→ Task objective: Update the entries between the line holding "Mark the shrub in this photo." and the line holding "172;89;250;104", inclusive, by replacing "stone" with "granite". Leave every other part of those lines unchanged.

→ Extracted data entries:
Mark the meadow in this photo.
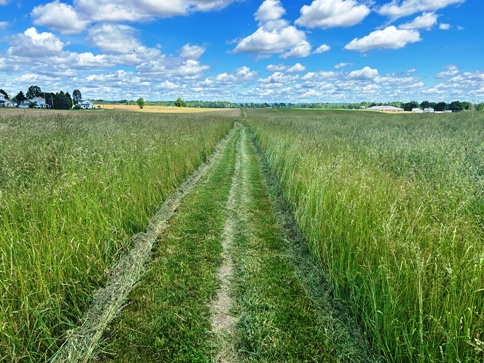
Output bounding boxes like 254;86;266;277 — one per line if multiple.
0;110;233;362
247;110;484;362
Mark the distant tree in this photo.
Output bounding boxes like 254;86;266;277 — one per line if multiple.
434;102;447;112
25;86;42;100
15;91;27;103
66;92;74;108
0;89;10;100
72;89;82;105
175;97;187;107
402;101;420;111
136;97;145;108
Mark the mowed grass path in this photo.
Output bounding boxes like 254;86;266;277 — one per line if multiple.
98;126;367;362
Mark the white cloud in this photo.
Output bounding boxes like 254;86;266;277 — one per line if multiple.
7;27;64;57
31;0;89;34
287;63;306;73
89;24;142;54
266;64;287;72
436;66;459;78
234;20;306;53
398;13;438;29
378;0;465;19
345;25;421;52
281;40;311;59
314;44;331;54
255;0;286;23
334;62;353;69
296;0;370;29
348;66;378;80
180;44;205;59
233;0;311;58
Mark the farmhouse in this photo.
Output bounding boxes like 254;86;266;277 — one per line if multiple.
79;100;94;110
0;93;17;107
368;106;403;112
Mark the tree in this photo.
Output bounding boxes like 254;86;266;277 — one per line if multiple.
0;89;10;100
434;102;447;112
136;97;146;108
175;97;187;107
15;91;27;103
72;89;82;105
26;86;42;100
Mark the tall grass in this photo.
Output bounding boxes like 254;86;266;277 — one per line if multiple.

...

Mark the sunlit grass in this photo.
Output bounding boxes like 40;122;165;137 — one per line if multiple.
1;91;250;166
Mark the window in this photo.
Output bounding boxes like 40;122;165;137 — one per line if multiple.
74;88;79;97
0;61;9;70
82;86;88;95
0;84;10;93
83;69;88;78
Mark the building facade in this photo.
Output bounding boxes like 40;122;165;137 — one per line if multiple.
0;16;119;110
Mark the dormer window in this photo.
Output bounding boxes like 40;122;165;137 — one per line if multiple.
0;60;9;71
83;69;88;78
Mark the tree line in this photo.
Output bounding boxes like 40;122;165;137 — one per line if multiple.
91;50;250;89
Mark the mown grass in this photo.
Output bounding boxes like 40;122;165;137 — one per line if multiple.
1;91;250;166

* * *

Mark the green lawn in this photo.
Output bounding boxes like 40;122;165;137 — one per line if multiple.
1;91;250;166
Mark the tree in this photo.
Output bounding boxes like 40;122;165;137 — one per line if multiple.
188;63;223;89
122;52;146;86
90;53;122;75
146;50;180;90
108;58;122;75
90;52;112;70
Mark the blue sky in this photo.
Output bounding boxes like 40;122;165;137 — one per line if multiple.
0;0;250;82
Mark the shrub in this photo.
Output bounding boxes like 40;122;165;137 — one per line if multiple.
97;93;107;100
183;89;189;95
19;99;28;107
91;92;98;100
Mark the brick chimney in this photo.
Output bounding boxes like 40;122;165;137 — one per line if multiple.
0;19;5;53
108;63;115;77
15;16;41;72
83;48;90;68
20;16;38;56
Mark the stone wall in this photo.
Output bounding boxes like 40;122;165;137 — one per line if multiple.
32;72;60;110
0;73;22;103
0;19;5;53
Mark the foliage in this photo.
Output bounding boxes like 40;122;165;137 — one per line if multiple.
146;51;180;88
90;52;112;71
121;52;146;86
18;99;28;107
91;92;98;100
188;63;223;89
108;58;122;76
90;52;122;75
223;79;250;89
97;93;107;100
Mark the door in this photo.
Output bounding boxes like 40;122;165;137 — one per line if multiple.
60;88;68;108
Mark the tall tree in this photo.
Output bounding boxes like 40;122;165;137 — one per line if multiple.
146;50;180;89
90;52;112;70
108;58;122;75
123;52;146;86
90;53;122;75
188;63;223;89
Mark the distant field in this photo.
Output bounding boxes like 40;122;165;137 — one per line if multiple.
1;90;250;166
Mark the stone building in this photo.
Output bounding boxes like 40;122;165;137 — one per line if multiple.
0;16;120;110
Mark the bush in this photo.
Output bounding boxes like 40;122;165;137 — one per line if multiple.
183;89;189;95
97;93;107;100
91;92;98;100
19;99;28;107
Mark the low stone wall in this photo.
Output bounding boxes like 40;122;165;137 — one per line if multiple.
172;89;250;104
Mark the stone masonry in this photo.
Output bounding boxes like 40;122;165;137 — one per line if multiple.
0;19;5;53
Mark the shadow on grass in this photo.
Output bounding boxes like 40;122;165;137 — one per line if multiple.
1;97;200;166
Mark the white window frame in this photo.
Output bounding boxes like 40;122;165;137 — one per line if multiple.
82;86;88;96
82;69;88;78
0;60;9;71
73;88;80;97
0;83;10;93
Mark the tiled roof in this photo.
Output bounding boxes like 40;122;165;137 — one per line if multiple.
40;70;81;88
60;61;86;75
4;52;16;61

→ Response:
Mark the shrub in this photo.
Output bounding boxes like 40;122;165;137 — one per line if multiple.
97;93;107;100
183;89;189;95
19;99;28;107
91;92;98;100
Mark the brick chimney in this photo.
Output bounding boxes like 40;122;165;137 — one per line if multiple.
0;19;5;53
108;63;115;77
15;16;41;72
83;48;90;68
20;16;38;56
Mark the granite wall in this photo.
Output bounding boxes like 40;122;165;137 — one per line if multiple.
32;72;60;110
0;73;22;103
0;19;5;53
Mark the foliage in this photo.
Output bounding boxes like 40;122;165;137 — one per line if multiple.
146;51;180;88
90;52;112;71
121;52;146;86
18;99;28;107
91;92;98;100
188;63;223;89
108;58;122;76
90;52;122;75
223;79;250;89
97;93;107;100
Mark the door in this photo.
Output bounding boxes like 40;122;165;137 — one per line if multiple.
60;88;68;108
Mark the tall tree in this photo.
Output bounding boxes like 40;122;165;137 — one per line if multiple.
146;50;180;89
90;52;112;70
108;58;122;75
123;52;146;86
90;53;122;75
188;63;223;89
Mark the distant field in this photo.
Output bounding boxes like 40;122;165;137 — one per line if multiple.
1;90;250;166
Mark the granite building in this photo.
Output bounding boxes like 40;122;165;137 — one per line if multiple.
0;16;120;110
Mark the bush in this photo.
Output bounding boxes like 40;122;165;137 — one per line if multiple.
183;89;189;95
97;93;107;100
91;92;98;100
19;99;28;107
Mark the low granite wall in this photo.
Output bounding boxes like 40;122;165;137 — one per line if multiple.
172;89;250;104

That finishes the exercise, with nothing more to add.